Texto:
********

El franquismo construyó un enemigo de España a su gusto, deshumanizándolo y aplicando todo tipo de violencias, sin culpa ni remordimientos, con el perdón de dios y de la iglesia. Esta es la raíz ideológica de una política que ejerció una represión masiva y que ha dejado a la España actual, su España, como el segundo país con más desaparecidxs del mundo y una población que debe convivir con sus torturadores y secuestradores de bebés, extraídos entre los años 40 y bien entrados los 90.
Desde este punto de vista, en el marco de la denominada justicia universal detectamos ciertas complejidades que nos llevan a las siguientes preguntas, para reflexionar: ¿por qué, una vez muerto el dictador, a lo único que pudo aspirar el Reino de España fue a la denominada transición, que hasta el día de hoy impide condenar el régimen? Y además, teniendo en cuenta que el estado español entró en el convenio europeo de derechos humanos en 1977 y lo ratificó en 1978 ¿Por qué tampoco es posible condenarlo en el tribunal internacional de derechos humanos de Estrasburgo?

********

Actividades propuestas:
(1) Responde a partir del texto sobre el franquismo:
(a) ¿Qué puesto ocupa la España actual entre los países con más desaparecidxs del mundo?
(b) ¿En qué año entró el Estado español en el convenio europeo de derechos humanos y en qué año lo ratificó?
(c) ¿En qué ciudad se sitúa el tribunal internacional de derechos humanos que se menciona?
(2) Reproduce el pasaje del texto sobre el franquismo desde "Desde este punto" hasta "humanos de Estrasburgo?", ambos incluidos.

Registros mostrados:
********

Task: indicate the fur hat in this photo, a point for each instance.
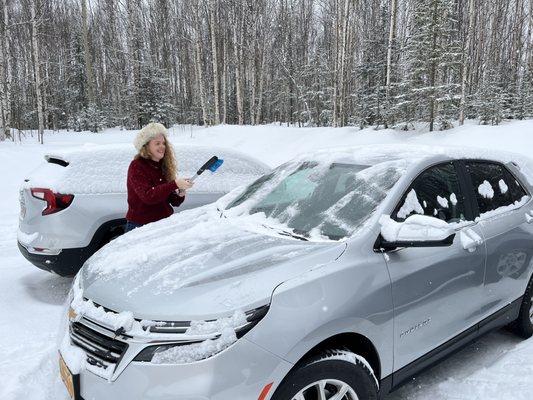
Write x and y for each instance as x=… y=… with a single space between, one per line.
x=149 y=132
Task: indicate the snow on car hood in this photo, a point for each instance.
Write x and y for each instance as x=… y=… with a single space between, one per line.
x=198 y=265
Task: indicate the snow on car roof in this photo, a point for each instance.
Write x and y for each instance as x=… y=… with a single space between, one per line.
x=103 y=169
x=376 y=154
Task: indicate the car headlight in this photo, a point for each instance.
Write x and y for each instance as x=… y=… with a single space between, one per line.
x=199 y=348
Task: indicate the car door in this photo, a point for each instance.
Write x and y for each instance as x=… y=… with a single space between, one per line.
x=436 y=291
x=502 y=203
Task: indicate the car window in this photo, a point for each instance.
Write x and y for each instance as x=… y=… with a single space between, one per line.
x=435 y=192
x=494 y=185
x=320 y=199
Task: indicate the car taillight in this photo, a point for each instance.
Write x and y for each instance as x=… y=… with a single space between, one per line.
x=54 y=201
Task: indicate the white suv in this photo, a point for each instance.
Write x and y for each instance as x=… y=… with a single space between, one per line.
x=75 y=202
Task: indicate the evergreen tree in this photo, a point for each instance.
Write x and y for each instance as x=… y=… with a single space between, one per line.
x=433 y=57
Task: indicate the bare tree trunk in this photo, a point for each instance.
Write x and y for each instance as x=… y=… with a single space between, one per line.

********

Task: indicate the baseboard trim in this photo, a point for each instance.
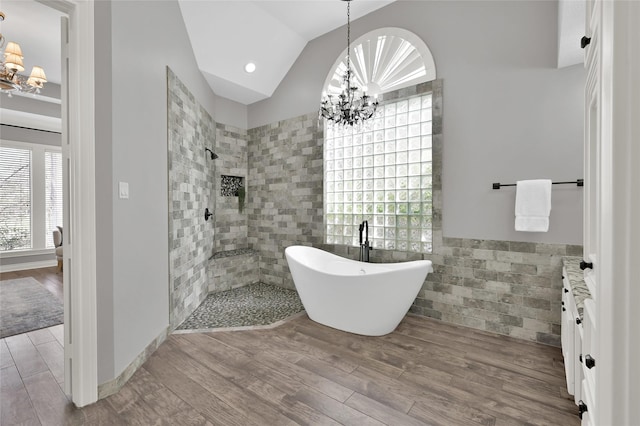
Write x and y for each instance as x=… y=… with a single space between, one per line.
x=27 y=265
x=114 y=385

********

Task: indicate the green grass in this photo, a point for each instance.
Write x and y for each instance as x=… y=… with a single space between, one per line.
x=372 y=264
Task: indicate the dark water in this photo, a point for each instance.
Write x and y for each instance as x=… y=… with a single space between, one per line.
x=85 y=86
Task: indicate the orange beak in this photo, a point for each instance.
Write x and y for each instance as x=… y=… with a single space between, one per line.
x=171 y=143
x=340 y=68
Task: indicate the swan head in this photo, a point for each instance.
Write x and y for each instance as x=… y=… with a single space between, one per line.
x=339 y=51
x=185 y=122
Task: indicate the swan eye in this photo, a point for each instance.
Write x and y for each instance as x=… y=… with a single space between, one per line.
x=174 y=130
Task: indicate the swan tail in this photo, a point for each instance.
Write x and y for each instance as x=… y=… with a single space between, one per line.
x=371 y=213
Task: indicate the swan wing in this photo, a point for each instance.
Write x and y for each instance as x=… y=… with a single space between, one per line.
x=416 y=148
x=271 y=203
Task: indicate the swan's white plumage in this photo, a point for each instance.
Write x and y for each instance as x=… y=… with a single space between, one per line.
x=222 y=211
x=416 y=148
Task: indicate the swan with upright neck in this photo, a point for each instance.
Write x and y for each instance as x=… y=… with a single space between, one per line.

********

Soluciones:
(1)
(a) El segundo puesto.
(b) Entró en 1977 y lo ratificó en 1978.
(c) En Estrasburgo.

(2)
Desde este punto de vista, en el marco de la denominada justicia universal detectamos ciertas complejidades que nos llevan a las siguientes preguntas, para reflexionar: ¿por qué, una vez muerto el dictador, a lo único que pudo aspirar el Reino de España fue a la denominada transición, que hasta el día de hoy impide condenar el régimen? Y además, teniendo en cuenta que el estado español entró en el convenio europeo de derechos humanos en 1977 y lo ratificó en 1978 ¿Por qué tampoco es posible condenarlo en el tribunal internacional de derechos humanos de Estrasburgo?